Anweisung a – Gib jede Zeile aus der Auflistung aus, in der das Wort „class“ steht.

-------- Ausgewählter Text --------

Renate Heusinger
Mut zur Freiarbeit in den Jahrgangsstufen 5 und 6
Vorbemerkung
Fragen zur Gestaltung freier Arbeit sind eingebunden in die Diskussionen über eine Öffnung von Schule und Unterricht. Sie begleiten die Reformbestrebungen in der Grundschule seit Mitte der 70er Jahre.
Als Gegenbewegung zu einseitiger Wissenschaftsorientierung, frontaler Belehrung und einer Monokultur passiv-rezeptiver Lernsituationen im Schulalltag(vgl. Ramseger 1977) wurden und werden von Lehrer/innen und Wissenschaftlern Konzepte geöffneten Unterrichtens entwickelt und erprobt, die sich von der Orientierung an einem fiktiven Durchschnittsschüler verabschieden und die Schüler als Person mit ihren Interessen und Bedürfnissen sowie ihren je verschiedenen Lernweisen ins Zentrum pädagogischen Denkens und Handelns rücken. Dabei geht es wie Hartmut von Hentig formuliert,
„... weder um ein bißchen mehr laissez- aller noch um mehr Aktivität. Von beidem
gibt es genug- Schulen, die die Kinder in der Nichtigkeit ihrer Selbstbeschäftigung
verhungern lassen, Schulen, die ihnen die Besinnung nehmen mit den pausenlos Spaß
machenden, weltrettenden, gemeinschaftsfördernden, phantasieanregenden, kindoder jugendgemäßen Projekten“(Hentig 1993, S. 207).

-------- Eingabedaten --------

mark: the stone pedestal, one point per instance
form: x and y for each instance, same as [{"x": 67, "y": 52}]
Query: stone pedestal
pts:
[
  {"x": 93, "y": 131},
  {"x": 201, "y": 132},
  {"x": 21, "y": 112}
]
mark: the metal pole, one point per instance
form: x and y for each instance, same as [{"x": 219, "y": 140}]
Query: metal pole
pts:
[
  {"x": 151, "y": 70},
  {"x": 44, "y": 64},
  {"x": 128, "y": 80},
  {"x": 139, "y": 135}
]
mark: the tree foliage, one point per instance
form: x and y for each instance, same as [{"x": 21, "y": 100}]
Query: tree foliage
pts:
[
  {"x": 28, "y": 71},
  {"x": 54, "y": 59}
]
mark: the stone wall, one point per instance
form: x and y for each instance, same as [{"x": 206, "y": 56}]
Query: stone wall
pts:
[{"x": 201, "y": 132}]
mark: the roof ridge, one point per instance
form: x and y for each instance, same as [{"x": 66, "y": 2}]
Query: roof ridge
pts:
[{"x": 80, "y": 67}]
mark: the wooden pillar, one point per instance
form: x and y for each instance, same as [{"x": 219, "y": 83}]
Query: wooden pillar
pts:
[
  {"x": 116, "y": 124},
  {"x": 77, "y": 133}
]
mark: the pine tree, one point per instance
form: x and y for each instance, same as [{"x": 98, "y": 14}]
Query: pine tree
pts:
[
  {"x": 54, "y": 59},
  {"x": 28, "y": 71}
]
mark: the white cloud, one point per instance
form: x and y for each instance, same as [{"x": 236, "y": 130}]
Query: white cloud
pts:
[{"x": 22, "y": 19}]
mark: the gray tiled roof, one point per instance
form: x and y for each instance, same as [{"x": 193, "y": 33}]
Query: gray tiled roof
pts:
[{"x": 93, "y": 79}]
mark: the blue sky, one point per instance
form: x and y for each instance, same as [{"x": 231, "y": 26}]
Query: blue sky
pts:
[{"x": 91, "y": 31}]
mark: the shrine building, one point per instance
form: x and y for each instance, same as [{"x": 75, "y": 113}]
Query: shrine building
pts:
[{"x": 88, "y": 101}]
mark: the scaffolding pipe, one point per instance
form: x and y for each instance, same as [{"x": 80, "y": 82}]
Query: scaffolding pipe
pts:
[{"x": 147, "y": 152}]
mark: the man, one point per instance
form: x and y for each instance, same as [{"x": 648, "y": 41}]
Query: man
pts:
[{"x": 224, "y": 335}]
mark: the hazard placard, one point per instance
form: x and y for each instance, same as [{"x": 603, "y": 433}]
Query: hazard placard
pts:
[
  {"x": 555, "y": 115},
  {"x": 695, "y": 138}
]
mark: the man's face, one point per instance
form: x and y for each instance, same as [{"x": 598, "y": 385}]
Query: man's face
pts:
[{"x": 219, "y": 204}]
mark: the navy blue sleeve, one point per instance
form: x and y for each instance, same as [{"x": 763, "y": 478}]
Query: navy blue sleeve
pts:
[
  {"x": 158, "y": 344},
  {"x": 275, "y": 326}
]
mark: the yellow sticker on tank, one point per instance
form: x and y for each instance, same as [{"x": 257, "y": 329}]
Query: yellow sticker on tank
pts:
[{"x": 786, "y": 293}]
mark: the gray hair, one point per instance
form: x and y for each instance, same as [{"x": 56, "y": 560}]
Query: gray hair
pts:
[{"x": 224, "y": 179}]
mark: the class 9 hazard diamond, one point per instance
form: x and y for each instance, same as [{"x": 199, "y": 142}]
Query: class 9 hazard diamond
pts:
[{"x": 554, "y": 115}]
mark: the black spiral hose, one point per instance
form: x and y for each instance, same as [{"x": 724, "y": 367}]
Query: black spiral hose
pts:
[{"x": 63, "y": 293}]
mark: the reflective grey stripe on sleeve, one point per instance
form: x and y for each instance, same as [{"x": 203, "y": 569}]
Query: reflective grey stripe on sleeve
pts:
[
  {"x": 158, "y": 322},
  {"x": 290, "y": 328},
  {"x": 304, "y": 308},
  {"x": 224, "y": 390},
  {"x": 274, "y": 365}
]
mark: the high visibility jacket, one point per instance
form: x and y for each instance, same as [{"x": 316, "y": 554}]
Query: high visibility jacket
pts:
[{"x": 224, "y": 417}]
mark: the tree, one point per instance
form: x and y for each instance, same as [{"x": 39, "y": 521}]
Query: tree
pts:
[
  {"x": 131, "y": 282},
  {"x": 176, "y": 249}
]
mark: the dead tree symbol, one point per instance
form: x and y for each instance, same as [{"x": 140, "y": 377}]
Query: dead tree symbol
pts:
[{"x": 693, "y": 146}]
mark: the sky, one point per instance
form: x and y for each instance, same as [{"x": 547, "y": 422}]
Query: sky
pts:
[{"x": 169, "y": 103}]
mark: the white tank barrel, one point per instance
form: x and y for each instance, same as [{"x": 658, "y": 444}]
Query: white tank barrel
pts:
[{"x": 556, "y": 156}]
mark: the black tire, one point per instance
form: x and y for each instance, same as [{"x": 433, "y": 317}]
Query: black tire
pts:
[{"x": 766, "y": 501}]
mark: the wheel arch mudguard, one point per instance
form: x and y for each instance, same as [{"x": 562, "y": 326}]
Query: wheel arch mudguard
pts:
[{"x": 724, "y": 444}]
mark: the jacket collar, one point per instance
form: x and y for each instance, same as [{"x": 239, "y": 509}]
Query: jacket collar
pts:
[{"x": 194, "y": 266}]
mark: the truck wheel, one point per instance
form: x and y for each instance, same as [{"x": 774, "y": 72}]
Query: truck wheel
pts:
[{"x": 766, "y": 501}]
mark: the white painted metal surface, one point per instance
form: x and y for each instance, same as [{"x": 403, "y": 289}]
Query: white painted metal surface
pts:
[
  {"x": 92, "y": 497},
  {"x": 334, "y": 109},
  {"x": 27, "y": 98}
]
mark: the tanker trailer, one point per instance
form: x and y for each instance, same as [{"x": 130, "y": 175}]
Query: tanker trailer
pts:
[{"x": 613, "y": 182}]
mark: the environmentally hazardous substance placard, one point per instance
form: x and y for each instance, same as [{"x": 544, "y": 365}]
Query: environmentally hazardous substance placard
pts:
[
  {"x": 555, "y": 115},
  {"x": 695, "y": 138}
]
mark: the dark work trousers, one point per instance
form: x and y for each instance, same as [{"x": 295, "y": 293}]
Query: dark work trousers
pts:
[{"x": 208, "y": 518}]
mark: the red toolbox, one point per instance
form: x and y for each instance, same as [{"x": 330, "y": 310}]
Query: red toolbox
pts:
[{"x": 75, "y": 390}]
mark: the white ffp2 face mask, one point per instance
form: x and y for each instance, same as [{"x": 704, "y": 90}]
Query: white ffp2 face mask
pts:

--------

Anweisung b – Nenne alles, wogegen sich die geöffneten Unterrichtskonzepte laut dem Text über Freiarbeit als Gegenbewegung richten.

Antwort a –
mark: the class 9 hazard diamond, one point per instance
Query: class 9 hazard diamond

Antwort b –
- einseitige Wissenschaftsorientierung
- frontale Belehrung
- eine Monokultur passiv-rezeptiver Lernsituationen im Schulalltag